**Exercice court 1:**
Selon l'extrait sur l'Errotika Biblion, quels imprimeurs publièrent simultanément l'ouvrage ?
**Exercice court 2:**
D'après l'extrait sur l'Errotika Biblion, pourquoi l'adresse bibliographique « A Rome, de l'imprimerie du Vatican, 1783 » est-elle fausse ?
**Exercice court 3:**
Poursuivez l'extrait sur l'Errotika Biblion après sa dernière phrase.

C’est durant l’internement de Mirabeau jusqu’au 8 juin 1780, qu’il composa l’ Errotika Biblion. Un ouvrage dans lequel l’auteur fait preuve d’une grande érudition ; il rappelle l’Hermophroditus d’Antonio Beccadeli dit le Palormitain dont les manuscrits circulèrent depuis sa composition au XVe siècle jusqu’à sa première impression en 1791 et précède le Manuel d’érotologie classique de Friedrich Karl Forberg qui paraîtra en 1882. Toujours et-il que Mirabeau tente de démontrer que les peuples de l’Antiquité étaient encore plus dépravés que ses contemporains. Le texte est truffé d’allusions et de références qui renvoient aux auteurs antiques, à l’Encyclopédie qu’il pille à souhait, à Buffon ou Érasme ainsi qu’à de nombreux traités, il est aussi nourri des commentaires bibliques de Dom Calmet dont il tire des conclusions pour le moins provocantes.
L’Errotika Biblion est divisé en onze parties, les chapitres masqués sous des titres en hébreu ou grec, traitent chacun d’une perversion sexuelle : anagogie ; anélytroïde ; ischa ; toproïde ; thalaba (sodomie) ; anandryne ; (homosexualité féminine) ; akropodie (la circoncision) ; kadhésch ; béhémah ; l’anoscopie ; linguanman. Le manuscrit fut donné conjointement à trois imprimeurs de Neuchâtel. Fauche, Fabre et Vitel le publièrent simultanément tout en adjoignant de très légères variantes à leurs éditions propres. Jules Lemonnyer donne dans sa Bibliographie des ouvrages relatifs à l'amour (1879), un extrait d’article qui résume l’accueil reçu par l’opuscule, je cite : « 20 août. Il paraît un livre nouveau dont le titre seul est effrayant : […]Errotika Biblion[…]. »
La librairie Villa Browna proposait récemment un exemplaire à grandes marges, de l’édition originale de cet ouvrage dont l’adresse bibliographique A Rome, de l'imprimerie du Vatican, 1783 est naturellement fausse puisqu’elle a été imprimée à Neuchâtel. Sur la page de titre figurent les épigraphes grecque et latine ainsi qu’une vignette formée d’attributs artistiques et scientifiques []. Dès sa parution, l'ouvrage fut condamné à la destruction par un jugement qui fut confirmé en 1826 et en 1869. On laisse entendre que cet ouvrage était au chevet de Louis XVI, mais nous en doutons. Toujours est-il que l’autodafé n’a en fait pas complètement fait disparaître l’édition. Des exemplaires ont échappé à la destruction. On laisse entendre qu’il n’en subsisterait qu’à peine une quinzaine. Rien n’est certain, nous n’en avons toutefois croisé depuis 1892 jusqu’à aujourd’hui, à peine une dizaine. Les comptes ne sont donc pas faits.

**Données enregistrées:**
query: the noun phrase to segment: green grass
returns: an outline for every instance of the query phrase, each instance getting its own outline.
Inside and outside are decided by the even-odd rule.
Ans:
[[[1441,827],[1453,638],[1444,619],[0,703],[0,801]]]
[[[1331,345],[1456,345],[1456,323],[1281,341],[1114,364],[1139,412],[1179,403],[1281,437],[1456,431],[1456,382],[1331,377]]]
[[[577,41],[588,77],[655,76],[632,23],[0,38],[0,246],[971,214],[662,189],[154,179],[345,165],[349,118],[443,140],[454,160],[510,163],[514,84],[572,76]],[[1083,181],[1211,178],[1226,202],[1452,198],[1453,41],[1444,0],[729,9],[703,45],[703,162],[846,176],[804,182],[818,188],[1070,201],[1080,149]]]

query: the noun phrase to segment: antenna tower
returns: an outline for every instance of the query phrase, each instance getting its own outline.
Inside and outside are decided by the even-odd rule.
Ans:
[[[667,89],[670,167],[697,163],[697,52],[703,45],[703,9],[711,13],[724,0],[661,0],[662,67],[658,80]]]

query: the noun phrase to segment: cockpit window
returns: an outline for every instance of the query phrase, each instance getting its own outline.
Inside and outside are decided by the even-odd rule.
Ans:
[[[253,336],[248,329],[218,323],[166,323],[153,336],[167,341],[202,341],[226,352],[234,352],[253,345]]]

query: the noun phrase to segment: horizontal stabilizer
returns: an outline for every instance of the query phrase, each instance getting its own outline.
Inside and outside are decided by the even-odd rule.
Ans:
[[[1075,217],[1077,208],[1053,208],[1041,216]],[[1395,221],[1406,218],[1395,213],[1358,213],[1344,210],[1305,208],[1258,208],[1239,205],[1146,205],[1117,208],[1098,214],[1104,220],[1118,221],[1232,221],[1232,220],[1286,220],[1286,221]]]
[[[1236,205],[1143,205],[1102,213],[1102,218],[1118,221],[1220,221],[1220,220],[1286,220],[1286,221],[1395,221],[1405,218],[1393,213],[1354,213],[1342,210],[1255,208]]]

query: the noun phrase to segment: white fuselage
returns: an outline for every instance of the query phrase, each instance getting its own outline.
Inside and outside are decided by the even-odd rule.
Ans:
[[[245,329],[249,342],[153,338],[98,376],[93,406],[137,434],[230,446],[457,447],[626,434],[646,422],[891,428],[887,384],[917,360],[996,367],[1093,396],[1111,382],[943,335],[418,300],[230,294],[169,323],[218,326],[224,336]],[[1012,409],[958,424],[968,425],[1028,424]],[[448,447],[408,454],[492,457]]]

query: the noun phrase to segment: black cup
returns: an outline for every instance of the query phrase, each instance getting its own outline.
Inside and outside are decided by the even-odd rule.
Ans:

**Réponse 1:**
Fauche, Fabre et Vitel, trois imprimeurs de Neuchâtel.

**Réponse 2:**
Elle est fausse parce que l'édition originale a en réalité été imprimée à Neuchâtel, et non à Rome.

**Réponse 3:**
Reste néanmoins la joie du bibliophile de tenter d’acquérir une de ces éditions originales ou plus tardives. On reconnaît la première à l’épitaphe grecque. Celle qui contient une épitaphe latine est une contrefaçon qui aurait été imprimée également en 1783, par Hoyois à Mons. Une autre dite « la dernière » à paris chez Le Jay, rue Neuve-des-petits-champs, près celle de Richelieu, du Grand Corneille, en 1792, aurait aussi été poursuivie. Quelques exemplaires furent apportés à Rome et le livre fut mis à l’index le 2 juillet 1794. On considère que la troisième (officielle) à A Paris, chez tous les marchands de nouveautés/An IX-1801, est la plus jolie ; elle est ornée d’un portrait gravé par Mariage. On en trouve des exemplaires portant : « par le comte de Mirabeau, nouvelle édition corrigée sur un exemplaire revu par l’auteur ». En 1833, les frères Girodet sortaient une nouvelle édition revue et corrigée sur un exemplaire de l’An IX, et augmentée d’une préface et de notes pour l’intelligence du texte. On assure que la presque totalité des exemplaires fut brûlée pendant l’incendie de la rue du Pot-de-Fer, le 13 décembre 1835.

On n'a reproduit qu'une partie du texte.